→ **Selected text**:
=======

The in vitro Drug Release of Au/E2@mPDA-HCG Nanoparticle Composite Hydrogel

The release medium used was 1.0% SDS buffer solution. The prepared hydrogel samples were placed in dialysis bags and immersed in 10 mL of release medium within centrifuge tubes. The in vitro release behavior of E2 was assessed under constant shaking at 37°C and 100 rpm. At predetermined time points (1, 2, 4, 8, 12, 24, 36, and 48 h), 1.0 mL samples of the release medium were collected, and an equal volume of fresh release medium was added to maintain the volume. The collected samples were then analyzed using high-performance liquid chromatography (HPLC) to calculate the cumulative release of E2 from Au@mPDA@HA/HCG.

In vitro Transdermal Permeation of Au/E2@mPDA-HCG Nanoparticle Composite Hydrogel

First, ex vivo mouse skin needs to be prepared. Briefly, after anesthetizing the female Balb/c mice, the fur on the back of the mice was shaved using pet clippers, followed by shaving off any remaining short hair with a razor. The mice were then euthanized by cervical dislocation, and the back skin was carefully removed after confirming that there was no damage to the skin. Excess subcutaneous fat, blood vessels, and other tissues were removed, and the skin was placed in a self-sealing bag, sealed, and wrapped in aluminum foil before being stored at −20°C.

After preparing the ex vivo mouse skin, a diffusion cell was used to conduct the in vitro transdermal permeation experiment. A 1.0% SDS buffer solution was selected as the transdermal receptor fluid. The moisture from the prepared mouse skin was absorbed using kitchen paper, and the skin was placed between the donor and receptor chambers. Au/E2@mPDA-HCG was added to the donor chamber, and 10.0 mL of receptor fluid was added to the receptor chamber. At 1, 2, 4, 8, 12, 24, 36, and 48 h, 1.0 mL of receptor fluid was taken from the receptor chamber, and an equal volume of fresh receptor fluid was immediately added. The receptor fluid collected at each time point was analyzed by HPLC, and the cumulative transdermal permeation of E2 from Au/E2@mPDA-HCG was calculated.

=======

→ **Data for analysis**:
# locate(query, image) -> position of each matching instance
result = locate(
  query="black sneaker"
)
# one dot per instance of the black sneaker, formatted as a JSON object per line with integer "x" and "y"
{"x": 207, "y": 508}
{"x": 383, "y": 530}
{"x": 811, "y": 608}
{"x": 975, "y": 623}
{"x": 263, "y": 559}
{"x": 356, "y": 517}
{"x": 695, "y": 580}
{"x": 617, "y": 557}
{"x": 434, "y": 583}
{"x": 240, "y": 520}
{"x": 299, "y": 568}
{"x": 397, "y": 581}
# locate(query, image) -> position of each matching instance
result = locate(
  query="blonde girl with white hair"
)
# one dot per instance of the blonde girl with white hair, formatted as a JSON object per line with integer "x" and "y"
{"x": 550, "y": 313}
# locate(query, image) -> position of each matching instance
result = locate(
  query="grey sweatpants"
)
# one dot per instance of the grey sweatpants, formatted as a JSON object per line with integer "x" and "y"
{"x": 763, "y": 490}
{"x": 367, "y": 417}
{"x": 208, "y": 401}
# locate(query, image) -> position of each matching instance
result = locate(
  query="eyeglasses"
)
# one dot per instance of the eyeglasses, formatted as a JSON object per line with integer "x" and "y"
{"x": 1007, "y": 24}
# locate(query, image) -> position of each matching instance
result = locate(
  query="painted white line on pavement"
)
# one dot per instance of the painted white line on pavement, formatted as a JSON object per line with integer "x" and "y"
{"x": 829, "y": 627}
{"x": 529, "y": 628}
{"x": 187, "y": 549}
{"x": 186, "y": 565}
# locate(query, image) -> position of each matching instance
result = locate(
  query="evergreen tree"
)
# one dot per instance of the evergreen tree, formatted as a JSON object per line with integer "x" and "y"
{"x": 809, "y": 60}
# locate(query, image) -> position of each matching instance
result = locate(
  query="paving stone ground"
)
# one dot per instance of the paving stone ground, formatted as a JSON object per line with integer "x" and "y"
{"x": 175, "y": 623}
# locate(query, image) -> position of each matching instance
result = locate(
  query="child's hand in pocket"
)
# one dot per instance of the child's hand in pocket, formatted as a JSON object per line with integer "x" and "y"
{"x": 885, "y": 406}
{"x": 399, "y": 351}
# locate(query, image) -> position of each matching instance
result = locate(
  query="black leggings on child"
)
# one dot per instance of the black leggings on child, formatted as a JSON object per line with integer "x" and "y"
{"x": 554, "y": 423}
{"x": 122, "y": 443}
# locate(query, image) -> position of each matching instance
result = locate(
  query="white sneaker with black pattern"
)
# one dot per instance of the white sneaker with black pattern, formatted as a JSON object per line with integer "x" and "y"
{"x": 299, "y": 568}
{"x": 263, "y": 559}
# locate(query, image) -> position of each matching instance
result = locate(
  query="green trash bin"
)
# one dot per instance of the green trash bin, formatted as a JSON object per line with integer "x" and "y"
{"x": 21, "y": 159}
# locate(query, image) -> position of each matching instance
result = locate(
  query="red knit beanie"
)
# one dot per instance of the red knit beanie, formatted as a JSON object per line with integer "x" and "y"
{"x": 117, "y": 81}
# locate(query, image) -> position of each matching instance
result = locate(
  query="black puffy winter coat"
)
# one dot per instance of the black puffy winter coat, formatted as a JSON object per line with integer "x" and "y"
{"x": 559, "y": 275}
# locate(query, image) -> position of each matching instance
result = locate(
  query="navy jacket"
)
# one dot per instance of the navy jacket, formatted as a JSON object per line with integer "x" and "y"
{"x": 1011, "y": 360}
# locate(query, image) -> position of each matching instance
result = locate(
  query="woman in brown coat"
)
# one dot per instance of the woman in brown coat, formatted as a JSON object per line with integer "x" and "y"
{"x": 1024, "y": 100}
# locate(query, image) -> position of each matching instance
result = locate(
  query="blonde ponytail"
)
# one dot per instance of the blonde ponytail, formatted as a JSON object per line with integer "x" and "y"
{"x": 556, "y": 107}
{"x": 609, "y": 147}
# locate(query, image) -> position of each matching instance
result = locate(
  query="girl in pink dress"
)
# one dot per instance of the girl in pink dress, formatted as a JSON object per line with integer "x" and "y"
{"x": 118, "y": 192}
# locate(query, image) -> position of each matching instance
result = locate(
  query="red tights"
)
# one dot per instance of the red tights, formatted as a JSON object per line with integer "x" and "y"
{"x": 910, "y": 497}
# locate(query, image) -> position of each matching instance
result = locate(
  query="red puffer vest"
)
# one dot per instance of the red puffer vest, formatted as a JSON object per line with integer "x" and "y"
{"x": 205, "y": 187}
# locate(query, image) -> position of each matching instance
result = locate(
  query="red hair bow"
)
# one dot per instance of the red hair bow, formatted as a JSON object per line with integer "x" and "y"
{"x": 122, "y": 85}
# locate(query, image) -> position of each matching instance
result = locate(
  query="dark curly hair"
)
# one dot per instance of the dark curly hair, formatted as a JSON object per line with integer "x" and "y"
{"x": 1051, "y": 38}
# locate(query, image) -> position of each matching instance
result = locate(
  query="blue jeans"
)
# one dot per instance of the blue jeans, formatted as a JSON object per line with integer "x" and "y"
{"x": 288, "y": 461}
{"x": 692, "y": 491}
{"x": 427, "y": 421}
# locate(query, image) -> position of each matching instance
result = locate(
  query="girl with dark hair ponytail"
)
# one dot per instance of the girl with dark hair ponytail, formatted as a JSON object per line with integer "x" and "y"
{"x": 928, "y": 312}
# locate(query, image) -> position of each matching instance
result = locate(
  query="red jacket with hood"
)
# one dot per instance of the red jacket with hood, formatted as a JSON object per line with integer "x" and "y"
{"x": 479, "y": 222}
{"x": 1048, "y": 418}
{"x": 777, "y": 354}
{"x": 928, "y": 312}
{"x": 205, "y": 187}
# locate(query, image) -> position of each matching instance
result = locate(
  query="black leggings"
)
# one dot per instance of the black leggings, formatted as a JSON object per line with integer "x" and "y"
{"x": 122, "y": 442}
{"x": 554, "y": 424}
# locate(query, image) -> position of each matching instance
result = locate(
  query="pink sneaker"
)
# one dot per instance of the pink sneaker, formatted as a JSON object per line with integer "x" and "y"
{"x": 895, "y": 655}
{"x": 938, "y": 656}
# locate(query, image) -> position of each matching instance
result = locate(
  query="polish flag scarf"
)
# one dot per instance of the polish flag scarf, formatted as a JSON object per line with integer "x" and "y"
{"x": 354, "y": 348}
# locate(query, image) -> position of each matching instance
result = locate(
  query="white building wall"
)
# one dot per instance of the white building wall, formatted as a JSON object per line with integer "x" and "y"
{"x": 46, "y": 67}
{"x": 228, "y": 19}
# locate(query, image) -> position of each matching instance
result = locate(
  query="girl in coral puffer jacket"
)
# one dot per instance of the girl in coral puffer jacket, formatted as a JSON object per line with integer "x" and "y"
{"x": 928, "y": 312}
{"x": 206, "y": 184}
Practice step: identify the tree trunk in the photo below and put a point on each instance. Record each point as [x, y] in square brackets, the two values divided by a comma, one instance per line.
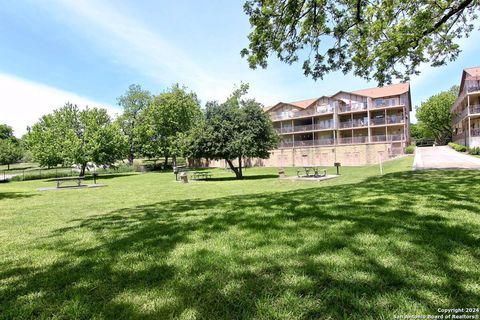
[240, 167]
[166, 161]
[82, 169]
[238, 173]
[130, 157]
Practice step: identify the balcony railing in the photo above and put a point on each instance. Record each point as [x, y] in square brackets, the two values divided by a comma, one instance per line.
[306, 143]
[473, 89]
[346, 140]
[459, 137]
[301, 113]
[377, 121]
[353, 124]
[394, 119]
[354, 107]
[350, 140]
[306, 127]
[384, 138]
[475, 109]
[379, 106]
[475, 132]
[395, 137]
[460, 117]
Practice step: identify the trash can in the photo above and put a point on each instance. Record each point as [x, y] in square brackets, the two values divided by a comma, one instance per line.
[184, 177]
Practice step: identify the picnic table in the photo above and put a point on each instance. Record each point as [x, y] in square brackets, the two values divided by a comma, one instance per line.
[312, 169]
[78, 180]
[201, 175]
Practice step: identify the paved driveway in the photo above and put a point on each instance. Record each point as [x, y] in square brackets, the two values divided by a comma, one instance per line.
[443, 157]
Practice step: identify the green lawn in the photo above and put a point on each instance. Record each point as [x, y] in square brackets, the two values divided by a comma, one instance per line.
[362, 246]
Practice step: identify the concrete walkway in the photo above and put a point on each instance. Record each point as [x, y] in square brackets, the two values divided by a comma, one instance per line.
[443, 157]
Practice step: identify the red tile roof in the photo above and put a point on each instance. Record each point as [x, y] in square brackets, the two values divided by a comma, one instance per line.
[377, 92]
[390, 90]
[473, 72]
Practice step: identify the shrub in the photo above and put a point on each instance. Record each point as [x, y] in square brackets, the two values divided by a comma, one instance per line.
[410, 149]
[475, 151]
[457, 147]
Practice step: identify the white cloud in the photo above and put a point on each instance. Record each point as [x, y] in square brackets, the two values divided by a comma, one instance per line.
[130, 42]
[24, 102]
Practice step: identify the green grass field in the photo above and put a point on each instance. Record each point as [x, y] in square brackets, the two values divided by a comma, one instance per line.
[362, 246]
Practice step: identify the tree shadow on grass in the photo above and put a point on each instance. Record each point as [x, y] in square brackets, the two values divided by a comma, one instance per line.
[14, 195]
[252, 177]
[385, 246]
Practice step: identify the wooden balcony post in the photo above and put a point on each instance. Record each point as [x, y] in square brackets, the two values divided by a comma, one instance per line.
[469, 132]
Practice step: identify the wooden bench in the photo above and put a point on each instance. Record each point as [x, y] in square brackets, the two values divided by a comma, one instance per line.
[201, 175]
[78, 180]
[308, 169]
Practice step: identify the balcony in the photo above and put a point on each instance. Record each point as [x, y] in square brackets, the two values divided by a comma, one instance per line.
[377, 122]
[354, 107]
[475, 109]
[301, 113]
[358, 123]
[353, 140]
[397, 103]
[306, 127]
[389, 138]
[395, 119]
[306, 143]
[473, 89]
[459, 137]
[475, 132]
[460, 117]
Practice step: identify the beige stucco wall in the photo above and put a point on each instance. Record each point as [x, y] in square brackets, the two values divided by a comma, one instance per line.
[349, 155]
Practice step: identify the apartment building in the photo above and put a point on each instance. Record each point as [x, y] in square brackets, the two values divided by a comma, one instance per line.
[352, 127]
[466, 109]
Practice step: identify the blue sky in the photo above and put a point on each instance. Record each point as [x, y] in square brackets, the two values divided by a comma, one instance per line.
[88, 52]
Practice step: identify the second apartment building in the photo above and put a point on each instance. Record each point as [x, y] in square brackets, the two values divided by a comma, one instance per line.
[351, 127]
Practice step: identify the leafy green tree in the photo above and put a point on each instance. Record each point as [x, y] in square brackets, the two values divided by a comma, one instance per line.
[434, 114]
[232, 130]
[376, 39]
[6, 131]
[11, 150]
[133, 102]
[171, 114]
[418, 131]
[73, 136]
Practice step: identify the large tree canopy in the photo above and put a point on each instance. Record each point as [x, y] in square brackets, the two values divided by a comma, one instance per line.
[73, 136]
[374, 39]
[435, 117]
[11, 149]
[171, 114]
[133, 102]
[232, 130]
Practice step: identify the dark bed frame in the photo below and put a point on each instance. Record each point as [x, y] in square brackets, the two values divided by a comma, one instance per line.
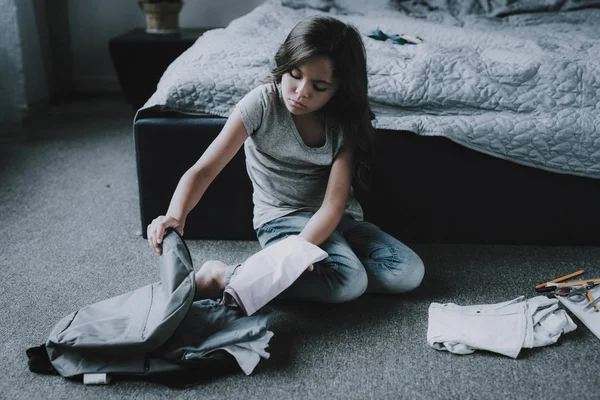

=======

→ **Exercise description**: From the hydrogel text, list every time point at which samples of the release medium were collected during the in vitro release test. The rows are separate material and have no connection to the hydrogel text.

→ **Result of this exercise**: 1 h, 2 h, 4 h, 8 h, 12 h, 24 h, 36 h, 48 h